• [PAGE EXCERPT]

START

Dev 007: Market Basket Analysis with Apache Spark MLlib FP-Growth

Saturday, August 15, 2015

Market Basket Analysis with Apache Spark MLlib FP-Growth

Market Basket Analysis

source: http://www.noahdatatech.com/solutions/predictive-analytics/

Market basket analysis is identifying items in the supermarket which customers are more likely to buy together.
e.g., Customers who bought pampers also bought beer

This is important for super markets to arrange their items in a consumer convenient manner as well as to come up with promotions taking item affinity in to consideration.

Frequent Item set Mining and Association Rule Learning

Frequent item set mining is a sub area in data mining that focuses on identifying frequently co-occuring items. Once, the frequent item set is ready, we can come up with rules         to derive association between items.
        e.g., Frequent item set = {pampers, beer, milk}, association rule = {pampers, milk ---> beer}

        There are two possible popular approaches for frequent item set mining and association rule learning as given below:

Apriori algorithm
FP-Growth algorithm

To explain above algorithms, let us consider example with 4 customers making 4 transactions in supermarket that contain 7 items in total as given below:

    Transaction 1: Jana’s purchase: egg, beer, pampers, milk
    Transaction 2: Abi’s purchase: carrot, milk, pampers, beer
    Transaction 3: Mahesha’s purchase: perfume, tissues, carrot
    Transaction 4: Jayani’s purchase: perfume, pampers, beer

    Item index
    1: egg, 2: beer, 3: pampers, 4: carrot, 5: milk, 6: perfume, 7: tissues

Using Apriori algorithm

Apriori algorithm identifies frequent item sets by starting individual items and extending item set by one at a time. This is known as candidate generation step.
This algorithm makes the assumption that any sub set of item within a frequent item set is also frequent.

Transaction: Items
1: 1, 2, 3, 5
2: 4, 5, 3, 2
3: 6, 7, 4
4: 6, 3, 2

Minimum Support

Minimum support is used to prune the associations that are less frequent.

Minimum support = number of times item occur in transactions/ number of transactions

For example, lets say we define minimum support as 0.5.
Calculating support for egg is 1/4 = 0.25 (0.25 < 0.5), so that is eliminated. Support for beer is 3/4 = 0.75 (0.75 > 0.5) is it is considered for further processing.

END

• [SET EXERCISE 1] Return each line in the records that contains the word "stalk".
The text and the records have nothing to do with each other.

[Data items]

START

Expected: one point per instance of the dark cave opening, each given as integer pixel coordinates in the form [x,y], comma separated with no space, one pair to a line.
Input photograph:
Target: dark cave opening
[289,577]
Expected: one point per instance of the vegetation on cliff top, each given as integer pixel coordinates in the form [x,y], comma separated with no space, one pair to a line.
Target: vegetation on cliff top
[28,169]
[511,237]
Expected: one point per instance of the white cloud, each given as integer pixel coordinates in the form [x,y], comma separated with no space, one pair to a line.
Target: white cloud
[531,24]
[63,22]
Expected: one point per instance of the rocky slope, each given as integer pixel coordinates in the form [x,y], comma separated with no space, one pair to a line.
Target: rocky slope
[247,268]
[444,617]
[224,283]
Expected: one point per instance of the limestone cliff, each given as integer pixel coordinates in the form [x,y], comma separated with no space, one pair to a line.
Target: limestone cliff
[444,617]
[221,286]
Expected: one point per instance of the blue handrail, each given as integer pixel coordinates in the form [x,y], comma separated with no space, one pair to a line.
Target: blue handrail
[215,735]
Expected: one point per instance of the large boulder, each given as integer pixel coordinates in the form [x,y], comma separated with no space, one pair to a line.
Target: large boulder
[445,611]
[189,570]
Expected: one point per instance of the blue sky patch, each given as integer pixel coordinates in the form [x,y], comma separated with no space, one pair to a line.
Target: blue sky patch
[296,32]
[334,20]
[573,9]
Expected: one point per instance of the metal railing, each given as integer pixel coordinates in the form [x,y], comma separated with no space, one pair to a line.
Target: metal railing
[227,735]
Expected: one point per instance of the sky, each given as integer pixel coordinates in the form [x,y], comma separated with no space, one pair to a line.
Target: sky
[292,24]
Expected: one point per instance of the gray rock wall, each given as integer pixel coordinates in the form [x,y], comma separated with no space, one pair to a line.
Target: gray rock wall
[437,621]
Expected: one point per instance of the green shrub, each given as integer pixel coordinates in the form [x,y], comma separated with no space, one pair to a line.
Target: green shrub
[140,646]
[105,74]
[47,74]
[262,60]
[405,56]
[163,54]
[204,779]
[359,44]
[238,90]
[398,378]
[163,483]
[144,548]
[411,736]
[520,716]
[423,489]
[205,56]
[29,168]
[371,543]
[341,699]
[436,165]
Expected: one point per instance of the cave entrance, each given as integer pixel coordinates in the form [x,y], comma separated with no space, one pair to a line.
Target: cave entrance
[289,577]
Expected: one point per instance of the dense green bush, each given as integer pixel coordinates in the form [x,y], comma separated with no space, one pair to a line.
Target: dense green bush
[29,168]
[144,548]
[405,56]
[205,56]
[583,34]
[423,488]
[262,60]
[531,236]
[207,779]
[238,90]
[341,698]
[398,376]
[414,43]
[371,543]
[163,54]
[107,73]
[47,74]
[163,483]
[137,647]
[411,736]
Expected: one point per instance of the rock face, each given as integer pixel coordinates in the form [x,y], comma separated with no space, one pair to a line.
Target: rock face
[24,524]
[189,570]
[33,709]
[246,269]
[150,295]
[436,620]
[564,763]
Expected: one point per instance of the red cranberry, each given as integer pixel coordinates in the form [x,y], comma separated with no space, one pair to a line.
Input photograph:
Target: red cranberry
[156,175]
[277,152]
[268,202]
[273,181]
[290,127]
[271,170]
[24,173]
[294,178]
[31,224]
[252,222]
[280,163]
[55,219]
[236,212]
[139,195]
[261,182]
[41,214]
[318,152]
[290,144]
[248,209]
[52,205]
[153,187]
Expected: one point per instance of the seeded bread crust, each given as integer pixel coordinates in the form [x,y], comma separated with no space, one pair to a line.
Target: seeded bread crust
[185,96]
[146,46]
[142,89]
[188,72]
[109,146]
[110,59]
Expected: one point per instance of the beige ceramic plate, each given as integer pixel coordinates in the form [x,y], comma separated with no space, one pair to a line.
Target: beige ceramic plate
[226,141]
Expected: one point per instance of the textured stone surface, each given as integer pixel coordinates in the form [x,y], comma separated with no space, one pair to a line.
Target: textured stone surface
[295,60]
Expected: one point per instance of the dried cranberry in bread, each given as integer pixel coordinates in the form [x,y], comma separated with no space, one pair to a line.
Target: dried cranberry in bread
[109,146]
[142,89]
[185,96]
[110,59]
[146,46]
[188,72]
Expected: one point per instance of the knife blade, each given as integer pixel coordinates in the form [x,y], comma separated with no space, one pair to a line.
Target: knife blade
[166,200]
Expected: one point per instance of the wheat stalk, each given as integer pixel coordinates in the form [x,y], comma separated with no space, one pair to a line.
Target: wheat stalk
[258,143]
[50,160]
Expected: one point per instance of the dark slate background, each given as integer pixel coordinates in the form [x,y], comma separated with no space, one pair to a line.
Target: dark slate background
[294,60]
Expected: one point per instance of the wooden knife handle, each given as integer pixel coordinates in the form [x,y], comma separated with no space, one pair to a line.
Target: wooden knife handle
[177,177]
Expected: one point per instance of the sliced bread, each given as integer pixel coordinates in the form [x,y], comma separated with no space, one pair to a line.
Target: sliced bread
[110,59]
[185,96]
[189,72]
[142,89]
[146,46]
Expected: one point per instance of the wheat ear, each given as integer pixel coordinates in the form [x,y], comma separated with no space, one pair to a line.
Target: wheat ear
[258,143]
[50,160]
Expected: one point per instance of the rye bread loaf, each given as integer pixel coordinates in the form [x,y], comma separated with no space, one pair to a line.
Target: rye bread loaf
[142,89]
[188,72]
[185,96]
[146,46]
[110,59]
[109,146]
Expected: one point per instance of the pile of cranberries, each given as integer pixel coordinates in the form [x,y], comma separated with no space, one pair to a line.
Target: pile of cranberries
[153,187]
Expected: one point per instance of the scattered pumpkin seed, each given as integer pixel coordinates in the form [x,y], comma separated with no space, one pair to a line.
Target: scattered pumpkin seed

END

• [SET EXERCISE 2] Update the market basket analysis page from "e.g., Customers who" to "in to consideration.", putting "diapers" wherever "pampers" appears.

• [COMPLETE ANSWER 1]
Expected: one point per instance of the wheat stalk, each given as integer pixel coordinates in the form [x,y], comma separated with no space, one pair to a line.
Target: wheat stalk

• [COMPLETE ANSWER 2]
e.g., Customers who bought diapers also bought beer

This is important for super markets to arrange their items in a consumer convenient manner as well as to come up with promotions taking item affinity in to consideration.